#### What you need to do
Set out every item below as a numbered list, omitting any blank lines.

====

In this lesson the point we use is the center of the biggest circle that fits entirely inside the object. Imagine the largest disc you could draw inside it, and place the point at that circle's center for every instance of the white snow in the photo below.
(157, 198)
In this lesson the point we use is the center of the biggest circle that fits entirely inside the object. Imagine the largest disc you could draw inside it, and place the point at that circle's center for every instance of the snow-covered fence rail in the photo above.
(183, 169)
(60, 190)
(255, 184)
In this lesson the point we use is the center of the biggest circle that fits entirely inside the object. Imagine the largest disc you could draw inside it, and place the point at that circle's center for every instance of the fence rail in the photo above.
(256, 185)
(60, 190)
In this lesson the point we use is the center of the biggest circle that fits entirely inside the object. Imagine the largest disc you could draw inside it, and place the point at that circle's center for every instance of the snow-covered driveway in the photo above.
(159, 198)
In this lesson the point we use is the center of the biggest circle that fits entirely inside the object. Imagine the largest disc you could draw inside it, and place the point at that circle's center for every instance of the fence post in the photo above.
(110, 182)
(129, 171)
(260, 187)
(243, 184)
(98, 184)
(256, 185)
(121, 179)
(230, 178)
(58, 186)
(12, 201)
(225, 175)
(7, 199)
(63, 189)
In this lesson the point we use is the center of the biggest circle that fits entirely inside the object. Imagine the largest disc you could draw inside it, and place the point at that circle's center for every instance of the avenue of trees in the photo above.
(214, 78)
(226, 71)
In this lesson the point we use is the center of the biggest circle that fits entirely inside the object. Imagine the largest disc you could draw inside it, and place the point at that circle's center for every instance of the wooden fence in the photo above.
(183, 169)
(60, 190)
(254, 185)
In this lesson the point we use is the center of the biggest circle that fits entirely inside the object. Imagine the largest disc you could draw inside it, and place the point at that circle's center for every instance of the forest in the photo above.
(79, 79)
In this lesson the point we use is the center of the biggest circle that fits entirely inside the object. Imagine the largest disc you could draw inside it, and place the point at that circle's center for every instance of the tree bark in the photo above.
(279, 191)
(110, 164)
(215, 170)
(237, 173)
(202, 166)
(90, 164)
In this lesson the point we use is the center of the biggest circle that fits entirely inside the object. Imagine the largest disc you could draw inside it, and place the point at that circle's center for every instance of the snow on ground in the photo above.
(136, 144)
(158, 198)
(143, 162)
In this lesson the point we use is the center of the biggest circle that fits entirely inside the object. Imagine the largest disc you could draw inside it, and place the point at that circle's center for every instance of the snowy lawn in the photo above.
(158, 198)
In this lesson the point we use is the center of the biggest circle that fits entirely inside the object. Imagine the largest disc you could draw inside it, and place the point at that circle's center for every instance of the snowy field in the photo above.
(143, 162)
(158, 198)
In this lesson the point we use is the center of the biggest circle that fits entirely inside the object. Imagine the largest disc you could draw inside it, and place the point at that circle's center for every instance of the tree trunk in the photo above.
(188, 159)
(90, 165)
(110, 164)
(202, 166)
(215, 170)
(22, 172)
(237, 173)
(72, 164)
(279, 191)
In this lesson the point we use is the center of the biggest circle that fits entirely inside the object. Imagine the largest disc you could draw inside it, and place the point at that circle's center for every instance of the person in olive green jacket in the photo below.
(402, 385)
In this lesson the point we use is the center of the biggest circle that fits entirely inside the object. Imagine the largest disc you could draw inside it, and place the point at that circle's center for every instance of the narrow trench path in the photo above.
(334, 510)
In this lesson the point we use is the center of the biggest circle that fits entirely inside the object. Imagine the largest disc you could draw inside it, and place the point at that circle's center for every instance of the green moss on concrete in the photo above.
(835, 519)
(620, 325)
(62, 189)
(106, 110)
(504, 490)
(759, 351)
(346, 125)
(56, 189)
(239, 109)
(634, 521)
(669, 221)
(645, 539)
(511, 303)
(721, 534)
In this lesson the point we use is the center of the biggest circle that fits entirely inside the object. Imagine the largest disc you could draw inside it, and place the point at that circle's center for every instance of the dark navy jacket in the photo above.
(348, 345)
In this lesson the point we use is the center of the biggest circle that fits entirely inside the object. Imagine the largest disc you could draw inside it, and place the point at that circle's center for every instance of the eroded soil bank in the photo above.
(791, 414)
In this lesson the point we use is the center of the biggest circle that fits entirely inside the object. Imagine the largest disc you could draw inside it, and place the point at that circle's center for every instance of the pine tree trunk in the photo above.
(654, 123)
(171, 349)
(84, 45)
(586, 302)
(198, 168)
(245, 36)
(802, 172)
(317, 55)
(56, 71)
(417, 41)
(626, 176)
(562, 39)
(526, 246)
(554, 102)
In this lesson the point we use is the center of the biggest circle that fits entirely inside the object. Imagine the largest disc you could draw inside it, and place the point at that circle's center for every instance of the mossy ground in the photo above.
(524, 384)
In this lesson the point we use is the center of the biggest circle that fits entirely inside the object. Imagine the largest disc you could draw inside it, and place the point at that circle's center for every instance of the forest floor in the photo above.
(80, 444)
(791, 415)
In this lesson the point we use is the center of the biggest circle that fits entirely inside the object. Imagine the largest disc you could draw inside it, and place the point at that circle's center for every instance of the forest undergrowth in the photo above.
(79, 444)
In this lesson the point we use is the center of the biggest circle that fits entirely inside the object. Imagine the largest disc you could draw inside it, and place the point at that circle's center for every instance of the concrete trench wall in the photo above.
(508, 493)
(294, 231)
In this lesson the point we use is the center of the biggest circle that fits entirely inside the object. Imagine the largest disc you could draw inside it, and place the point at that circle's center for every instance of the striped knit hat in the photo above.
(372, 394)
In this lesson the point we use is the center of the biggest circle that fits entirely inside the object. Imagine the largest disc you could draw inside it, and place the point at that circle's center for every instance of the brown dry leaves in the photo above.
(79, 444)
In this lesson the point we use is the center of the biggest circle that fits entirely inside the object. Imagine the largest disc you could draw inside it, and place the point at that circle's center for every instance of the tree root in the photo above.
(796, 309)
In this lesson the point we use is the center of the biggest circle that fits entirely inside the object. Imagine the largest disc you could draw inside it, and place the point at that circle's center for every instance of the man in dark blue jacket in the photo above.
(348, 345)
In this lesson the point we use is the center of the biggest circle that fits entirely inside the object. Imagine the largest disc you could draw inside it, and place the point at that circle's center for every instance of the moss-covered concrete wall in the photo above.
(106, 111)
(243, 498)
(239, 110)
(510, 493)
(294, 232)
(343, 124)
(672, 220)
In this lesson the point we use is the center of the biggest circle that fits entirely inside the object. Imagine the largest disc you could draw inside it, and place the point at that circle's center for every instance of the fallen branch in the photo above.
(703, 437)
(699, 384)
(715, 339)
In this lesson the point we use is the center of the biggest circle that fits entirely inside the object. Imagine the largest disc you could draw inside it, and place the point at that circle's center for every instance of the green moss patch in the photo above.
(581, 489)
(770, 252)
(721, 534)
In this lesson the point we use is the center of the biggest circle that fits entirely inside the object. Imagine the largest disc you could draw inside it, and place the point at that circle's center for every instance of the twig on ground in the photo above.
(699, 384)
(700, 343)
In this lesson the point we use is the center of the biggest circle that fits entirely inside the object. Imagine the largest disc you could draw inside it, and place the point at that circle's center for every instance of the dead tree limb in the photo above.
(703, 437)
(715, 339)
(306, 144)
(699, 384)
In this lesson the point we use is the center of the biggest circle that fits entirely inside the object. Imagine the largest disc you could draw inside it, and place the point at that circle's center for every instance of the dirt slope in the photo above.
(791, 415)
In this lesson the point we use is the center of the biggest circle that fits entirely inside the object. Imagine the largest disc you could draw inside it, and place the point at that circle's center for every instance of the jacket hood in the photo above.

====

#### Solution below
1. In this lesson the point we use is the center of the biggest circle that fits entirely inside the object. Imagine the largest disc you could draw inside it, and place the point at that circle's center for every instance of the white snow in the photo below.
2. (157, 198)
3. In this lesson the point we use is the center of the biggest circle that fits entirely inside the object. Imagine the largest disc you could draw inside it, and place the point at that circle's center for every instance of the snow-covered fence rail in the photo above.
4. (183, 169)
5. (60, 190)
6. (255, 184)
7. In this lesson the point we use is the center of the biggest circle that fits entirely inside the object. Imagine the largest disc you could draw inside it, and place the point at that circle's center for every instance of the fence rail in the photo above.
8. (256, 185)
9. (60, 190)
10. In this lesson the point we use is the center of the biggest circle that fits entirely inside the object. Imagine the largest disc you could draw inside it, and place the point at that circle's center for every instance of the snow-covered driveway in the photo above.
11. (159, 198)
12. In this lesson the point we use is the center of the biggest circle that fits entirely inside the object. Imagine the largest disc you could draw inside it, and place the point at that circle's center for every instance of the fence post in the photo above.
13. (110, 182)
14. (129, 171)
15. (260, 187)
16. (243, 184)
17. (98, 184)
18. (256, 185)
19. (121, 179)
20. (230, 178)
21. (58, 186)
22. (12, 201)
23. (225, 175)
24. (7, 199)
25. (63, 189)
26. In this lesson the point we use is the center of the biggest circle that fits entirely inside the object. Imagine the largest disc you could draw inside it, and place the point at that circle's center for every instance of the avenue of trees in the photo above.
27. (214, 78)
28. (226, 71)
29. In this lesson the point we use is the center of the biggest circle that fits entirely inside the object. Imagine the largest disc you could draw inside it, and place the point at that circle's center for every instance of the wooden fence in the photo above.
30. (183, 169)
31. (60, 190)
32. (254, 185)
33. In this lesson the point we use is the center of the biggest circle that fits entirely inside the object. Imagine the largest disc you could draw inside it, and place the point at that circle's center for every instance of the forest in the photo above.
34. (79, 79)
35. In this lesson the point we use is the center of the biggest circle that fits entirely inside the object. Imagine the largest disc you could draw inside it, and place the point at that circle's center for every instance of the tree bark in the photo above.
36. (279, 191)
37. (110, 164)
38. (215, 170)
39. (237, 173)
40. (202, 166)
41. (90, 164)
42. In this lesson the point we use is the center of the biggest circle that fits entirely inside the object. Imagine the largest disc you could draw inside it, and place the point at that circle's center for every instance of the snow on ground in the photo above.
43. (136, 144)
44. (158, 198)
45. (143, 162)
46. In this lesson the point we use is the center of the biggest circle that fits entirely inside the object. Imagine the largest disc you could draw inside it, and place the point at that circle's center for every instance of the snowy lawn in the photo above.
47. (158, 198)
48. In this lesson the point we use is the center of the biggest circle that fits entirely inside the object. Imagine the largest disc you could draw inside it, and place the point at that circle's center for every instance of the snowy field in the photo above.
49. (143, 162)
50. (158, 198)
51. In this lesson the point we use is the center of the biggest circle that fits entirely inside the object. Imagine the largest disc you could draw inside it, and place the point at that circle's center for every instance of the tree trunk in the photo above.
52. (188, 159)
53. (90, 165)
54. (110, 164)
55. (202, 166)
56. (215, 170)
57. (22, 172)
58. (237, 173)
59. (72, 164)
60. (279, 191)
61. In this lesson the point we use is the center of the biggest circle that fits entirely inside the object. Imagine the largest disc you could draw inside it, and place the point at that circle's center for every instance of the person in olive green jacket in the photo below.
62. (402, 385)
63. In this lesson the point we use is the center of the biggest circle that fits entirely inside the object. Imagine the largest disc you could draw inside it, and place the point at that circle's center for every instance of the narrow trench path in the photo above.
64. (334, 510)
65. In this lesson the point we use is the center of the biggest circle that fits entirely inside the object. Imagine the largest disc you could draw inside it, and place the point at that circle's center for every instance of the green moss on concrete in the photo above.
66. (835, 519)
67. (620, 325)
68. (62, 189)
69. (106, 110)
70. (504, 490)
71. (759, 351)
72. (346, 125)
73. (56, 189)
74. (239, 109)
75. (634, 521)
76. (669, 221)
77. (645, 539)
78. (511, 303)
79. (721, 534)
80. In this lesson the point we use is the center of the biggest circle that fits entirely inside the object. Imagine the largest disc you could draw inside it, and place the point at that circle's center for every instance of the dark navy jacket in the photo above.
81. (348, 345)
82. In this lesson the point we use is the center of the biggest circle that fits entirely inside the object. Imagine the largest disc you could draw inside it, and place the point at that circle's center for every instance of the eroded soil bank in the photo above.
83. (791, 414)
84. In this lesson the point we use is the center of the biggest circle that fits entirely inside the object. Imagine the largest disc you could draw inside it, and place the point at that circle's center for every instance of the pine tree trunk in the photo above.
85. (654, 123)
86. (171, 349)
87. (84, 45)
88. (586, 302)
89. (198, 168)
90. (245, 36)
91. (802, 172)
92. (317, 55)
93. (56, 71)
94. (417, 41)
95. (626, 176)
96. (562, 39)
97. (526, 246)
98. (554, 102)
99. In this lesson the point we use is the center of the biggest circle that fits entirely inside the object. Imagine the largest disc you could draw inside it, and place the point at that circle's center for every instance of the mossy ground in the photo above.
100. (524, 384)
101. In this lesson the point we use is the center of the biggest circle that fits entirely inside the object. Imagine the largest disc you could draw inside it, and place the point at that circle's center for every instance of the forest floor in the photo above.
102. (80, 444)
103. (791, 415)
104. In this lesson the point we use is the center of the biggest circle that fits entirely inside the object. Imagine the largest disc you could draw inside it, and place the point at that circle's center for every instance of the forest undergrowth in the photo above.
105. (79, 444)
106. In this lesson the point we use is the center of the biggest circle that fits entirely inside the object. Imagine the largest disc you could draw inside it, and place the point at that circle's center for every instance of the concrete trench wall in the photo above.
107. (508, 493)
108. (294, 231)
109. In this lesson the point we use is the center of the biggest circle that fits entirely inside the object. Imagine the largest disc you could draw inside it, and place the point at that circle's center for every instance of the striped knit hat in the photo above.
110. (372, 394)
111. In this lesson the point we use is the center of the biggest circle that fits entirely inside the object. Imagine the largest disc you could draw inside it, and place the point at that circle's center for every instance of the brown dry leaves in the photo above.
112. (79, 444)
113. In this lesson the point we use is the center of the biggest circle that fits entirely inside the object. Imagine the largest disc you could draw inside it, and place the point at that circle's center for every instance of the tree root in the photo above.
114. (796, 309)
115. In this lesson the point we use is the center of the biggest circle that fits entirely inside the object. Imagine the largest disc you could draw inside it, and place the point at that circle's center for every instance of the man in dark blue jacket in the photo above.
116. (348, 345)
117. In this lesson the point we use is the center of the biggest circle that fits entirely inside the object. Imagine the largest disc you could draw inside it, and place the point at that circle's center for every instance of the moss-covered concrete wall in the photo above.
118. (106, 111)
119. (243, 498)
120. (239, 110)
121. (510, 493)
122. (294, 232)
123. (343, 124)
124. (672, 220)
125. In this lesson the point we use is the center of the biggest circle that fits entirely inside the object. Imagine the largest disc you could draw inside it, and place the point at that circle's center for every instance of the fallen branch in the photo above.
126. (703, 437)
127. (699, 384)
128. (715, 339)
129. In this lesson the point we use is the center of the biggest circle that fits entirely inside the object. Imagine the largest disc you could draw inside it, and place the point at that circle's center for every instance of the green moss patch in the photo above.
130. (581, 489)
131. (770, 252)
132. (721, 534)
133. In this lesson the point we use is the center of the biggest circle that fits entirely inside the object. Imagine the largest disc you could draw inside it, and place the point at that circle's center for every instance of the twig on ground in the photo above.
134. (699, 384)
135. (700, 343)
136. In this lesson the point we use is the center of the biggest circle that fits entirely inside the object. Imagine the largest disc you could draw inside it, and place the point at that circle's center for every instance of the dead tree limb in the photo above.
137. (703, 437)
138. (715, 339)
139. (306, 144)
140. (699, 384)
141. In this lesson the point we use is the center of the biggest circle that fits entirely inside the object. Imagine the largest disc you could draw inside it, and place the point at that circle's center for every instance of the dirt slope in the photo above.
142. (791, 415)
143. In this lesson the point we use is the center of the biggest circle that fits entirely inside the object. Imagine the largest disc you could draw inside it, and place the point at that circle's center for every instance of the jacket hood in the photo above.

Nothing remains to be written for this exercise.